● Problem description: The records that follow must all be duplicated exactly.

(Source records)
== Segment start ==
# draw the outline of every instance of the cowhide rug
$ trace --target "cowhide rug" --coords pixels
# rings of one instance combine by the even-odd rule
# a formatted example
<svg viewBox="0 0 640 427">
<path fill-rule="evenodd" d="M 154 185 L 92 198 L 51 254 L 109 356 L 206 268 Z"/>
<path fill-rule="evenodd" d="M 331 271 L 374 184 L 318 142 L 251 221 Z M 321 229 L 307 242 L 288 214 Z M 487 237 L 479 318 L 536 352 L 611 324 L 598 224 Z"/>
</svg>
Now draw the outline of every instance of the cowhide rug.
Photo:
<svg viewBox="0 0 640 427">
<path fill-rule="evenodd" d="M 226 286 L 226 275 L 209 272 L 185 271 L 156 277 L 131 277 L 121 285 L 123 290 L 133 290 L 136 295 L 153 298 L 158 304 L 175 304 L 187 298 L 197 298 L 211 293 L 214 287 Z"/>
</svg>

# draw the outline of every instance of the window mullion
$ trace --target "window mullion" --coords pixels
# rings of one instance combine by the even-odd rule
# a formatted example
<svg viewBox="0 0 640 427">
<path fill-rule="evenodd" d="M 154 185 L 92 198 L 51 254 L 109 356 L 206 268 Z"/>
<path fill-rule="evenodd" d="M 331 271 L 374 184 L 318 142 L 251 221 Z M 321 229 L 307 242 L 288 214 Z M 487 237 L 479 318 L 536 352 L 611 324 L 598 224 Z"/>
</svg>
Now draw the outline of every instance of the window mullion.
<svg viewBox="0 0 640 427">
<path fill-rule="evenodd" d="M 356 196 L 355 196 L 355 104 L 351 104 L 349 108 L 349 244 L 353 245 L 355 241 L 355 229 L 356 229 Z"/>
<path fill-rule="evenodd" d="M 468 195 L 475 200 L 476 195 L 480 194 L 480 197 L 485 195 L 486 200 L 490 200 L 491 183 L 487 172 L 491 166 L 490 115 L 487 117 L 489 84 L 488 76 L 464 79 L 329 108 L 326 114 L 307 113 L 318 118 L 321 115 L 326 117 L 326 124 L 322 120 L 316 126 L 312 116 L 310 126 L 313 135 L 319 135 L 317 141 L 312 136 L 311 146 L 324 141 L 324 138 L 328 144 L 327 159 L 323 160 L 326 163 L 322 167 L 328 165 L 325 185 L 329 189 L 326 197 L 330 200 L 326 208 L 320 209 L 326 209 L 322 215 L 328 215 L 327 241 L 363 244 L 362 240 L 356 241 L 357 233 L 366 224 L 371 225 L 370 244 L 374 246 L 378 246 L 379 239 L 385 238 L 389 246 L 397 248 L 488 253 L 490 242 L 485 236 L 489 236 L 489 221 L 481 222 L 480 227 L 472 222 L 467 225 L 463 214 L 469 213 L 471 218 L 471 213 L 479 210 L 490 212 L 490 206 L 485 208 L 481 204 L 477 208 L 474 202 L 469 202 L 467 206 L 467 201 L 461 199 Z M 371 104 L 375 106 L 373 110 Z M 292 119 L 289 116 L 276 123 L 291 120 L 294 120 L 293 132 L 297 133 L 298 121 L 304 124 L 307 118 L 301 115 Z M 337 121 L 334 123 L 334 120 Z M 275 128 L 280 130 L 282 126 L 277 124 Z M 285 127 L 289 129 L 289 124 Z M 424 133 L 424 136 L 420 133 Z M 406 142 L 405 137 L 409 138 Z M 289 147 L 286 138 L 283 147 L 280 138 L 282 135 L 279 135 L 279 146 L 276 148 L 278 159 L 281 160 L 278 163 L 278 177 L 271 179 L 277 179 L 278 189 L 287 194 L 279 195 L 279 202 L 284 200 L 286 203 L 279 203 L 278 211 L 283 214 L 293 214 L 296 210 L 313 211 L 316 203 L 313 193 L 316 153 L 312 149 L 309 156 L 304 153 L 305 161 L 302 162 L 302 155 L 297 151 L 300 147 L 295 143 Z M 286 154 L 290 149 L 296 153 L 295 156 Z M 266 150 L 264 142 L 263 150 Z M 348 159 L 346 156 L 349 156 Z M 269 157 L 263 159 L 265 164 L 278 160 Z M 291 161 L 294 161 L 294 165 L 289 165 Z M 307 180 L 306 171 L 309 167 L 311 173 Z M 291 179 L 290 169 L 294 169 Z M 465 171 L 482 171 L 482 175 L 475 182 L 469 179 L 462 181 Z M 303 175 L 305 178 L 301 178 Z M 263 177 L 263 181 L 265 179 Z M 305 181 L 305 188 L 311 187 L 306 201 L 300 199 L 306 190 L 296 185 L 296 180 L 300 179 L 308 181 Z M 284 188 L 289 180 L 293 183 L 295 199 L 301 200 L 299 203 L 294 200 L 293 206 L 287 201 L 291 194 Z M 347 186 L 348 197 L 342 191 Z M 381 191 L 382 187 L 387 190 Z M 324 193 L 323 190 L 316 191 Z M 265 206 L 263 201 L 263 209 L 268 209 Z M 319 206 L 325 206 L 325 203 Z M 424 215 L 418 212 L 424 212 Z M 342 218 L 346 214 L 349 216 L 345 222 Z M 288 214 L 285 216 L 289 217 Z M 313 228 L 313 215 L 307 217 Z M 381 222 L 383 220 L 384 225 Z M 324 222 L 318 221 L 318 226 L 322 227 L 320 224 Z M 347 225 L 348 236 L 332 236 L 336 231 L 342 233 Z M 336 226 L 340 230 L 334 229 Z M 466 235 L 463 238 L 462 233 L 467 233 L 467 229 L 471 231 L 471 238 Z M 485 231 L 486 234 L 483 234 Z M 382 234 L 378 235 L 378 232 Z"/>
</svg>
== Segment end ==
● The completed task:
# draw the outline of every instance of the cowhide rug
$ trace --target "cowhide rug" --coords pixels
# rings of one instance combine by the even-odd rule
# a formatted example
<svg viewBox="0 0 640 427">
<path fill-rule="evenodd" d="M 154 185 L 92 198 L 51 254 L 109 356 L 206 268 Z"/>
<path fill-rule="evenodd" d="M 331 271 L 374 184 L 318 142 L 251 221 Z M 321 229 L 307 242 L 288 214 Z M 487 237 L 479 318 L 536 352 L 611 324 L 598 224 Z"/>
</svg>
Now draw the outline of every instance of the cowhide rug.
Photo:
<svg viewBox="0 0 640 427">
<path fill-rule="evenodd" d="M 226 286 L 226 275 L 209 272 L 185 271 L 156 277 L 131 277 L 121 285 L 123 290 L 133 290 L 136 295 L 153 298 L 158 304 L 175 304 L 187 298 L 197 298 L 211 293 L 214 287 Z"/>
</svg>

# draw the outline of every instance of the window mullion
$ trace --target "window mullion" --coords pixels
# rings of one instance combine by the even-odd rule
# a formatted example
<svg viewBox="0 0 640 427">
<path fill-rule="evenodd" d="M 154 185 L 92 198 L 51 254 L 109 356 L 206 268 Z"/>
<path fill-rule="evenodd" d="M 331 271 L 374 184 L 318 142 L 251 221 Z M 321 229 L 307 242 L 288 214 Z M 487 237 L 479 318 L 536 352 L 611 324 L 598 224 Z"/>
</svg>
Now draw the outline of every instance of the window mullion.
<svg viewBox="0 0 640 427">
<path fill-rule="evenodd" d="M 356 196 L 355 196 L 355 104 L 351 104 L 349 108 L 349 244 L 353 245 L 355 241 L 355 229 L 356 229 Z"/>
<path fill-rule="evenodd" d="M 468 195 L 475 200 L 476 195 L 480 194 L 480 197 L 485 195 L 486 200 L 490 200 L 491 183 L 487 172 L 491 166 L 490 115 L 487 117 L 489 84 L 488 76 L 464 79 L 329 108 L 326 114 L 307 113 L 318 118 L 321 115 L 326 117 L 326 124 L 322 120 L 316 126 L 312 116 L 310 126 L 313 135 L 319 135 L 317 141 L 312 136 L 311 146 L 324 141 L 324 138 L 328 144 L 327 159 L 323 160 L 326 163 L 322 167 L 328 165 L 325 185 L 329 189 L 326 197 L 330 200 L 326 208 L 320 209 L 326 209 L 322 215 L 328 215 L 327 241 L 363 244 L 362 240 L 356 241 L 357 233 L 366 224 L 371 225 L 370 244 L 374 246 L 378 246 L 379 239 L 385 238 L 389 246 L 397 248 L 488 253 L 490 242 L 485 236 L 489 236 L 489 221 L 481 222 L 480 227 L 472 222 L 467 225 L 463 214 L 469 213 L 471 218 L 471 213 L 479 210 L 490 212 L 490 206 L 485 208 L 481 204 L 477 208 L 474 202 L 469 202 L 467 206 L 467 201 L 461 199 Z M 371 104 L 375 106 L 373 110 Z M 292 119 L 289 116 L 276 123 L 291 120 L 294 120 L 293 132 L 297 133 L 298 121 L 304 124 L 307 118 L 301 115 Z M 337 121 L 334 123 L 334 120 Z M 275 128 L 280 130 L 282 126 L 277 124 Z M 285 127 L 289 129 L 289 124 Z M 424 133 L 424 136 L 420 133 Z M 406 142 L 405 137 L 409 138 Z M 289 147 L 286 138 L 283 147 L 280 138 L 282 135 L 279 135 L 279 146 L 276 148 L 278 159 L 281 160 L 278 163 L 278 177 L 271 179 L 277 179 L 278 189 L 287 194 L 279 195 L 279 202 L 284 200 L 286 203 L 279 203 L 278 211 L 283 214 L 293 214 L 296 210 L 313 211 L 316 203 L 313 193 L 316 153 L 312 149 L 309 156 L 304 153 L 305 161 L 302 162 L 302 155 L 297 151 L 300 147 L 295 143 Z M 286 154 L 290 149 L 296 153 L 295 156 Z M 266 150 L 264 142 L 263 150 Z M 348 159 L 346 156 L 349 156 Z M 269 157 L 263 159 L 265 164 L 278 160 Z M 291 161 L 294 161 L 294 165 L 289 165 Z M 307 180 L 306 171 L 309 167 L 311 173 Z M 291 179 L 290 169 L 294 169 Z M 465 171 L 482 171 L 482 175 L 475 182 L 469 179 L 462 181 Z M 303 175 L 305 178 L 301 178 Z M 263 177 L 263 181 L 265 179 Z M 305 181 L 305 188 L 311 187 L 306 201 L 300 199 L 306 190 L 296 185 L 296 180 L 300 179 L 308 181 Z M 284 188 L 289 180 L 293 183 L 295 199 L 301 200 L 299 203 L 294 200 L 293 206 L 287 201 L 291 194 Z M 347 186 L 348 197 L 342 191 Z M 381 191 L 382 187 L 387 190 Z M 324 193 L 323 190 L 316 191 Z M 265 206 L 263 201 L 263 209 L 268 209 Z M 319 206 L 325 206 L 325 203 Z M 424 215 L 418 212 L 424 212 Z M 342 218 L 346 214 L 349 216 L 345 222 Z M 288 214 L 285 216 L 289 217 Z M 313 228 L 313 215 L 307 217 Z M 381 222 L 383 220 L 384 225 Z M 324 222 L 318 221 L 318 226 L 322 227 L 320 224 Z M 347 225 L 348 236 L 332 236 L 336 231 L 342 233 Z M 336 226 L 340 230 L 334 229 Z M 466 235 L 463 238 L 462 233 L 467 233 L 467 229 L 471 231 L 471 238 Z M 485 231 L 486 234 L 483 234 Z M 382 234 L 378 235 L 378 232 Z"/>
</svg>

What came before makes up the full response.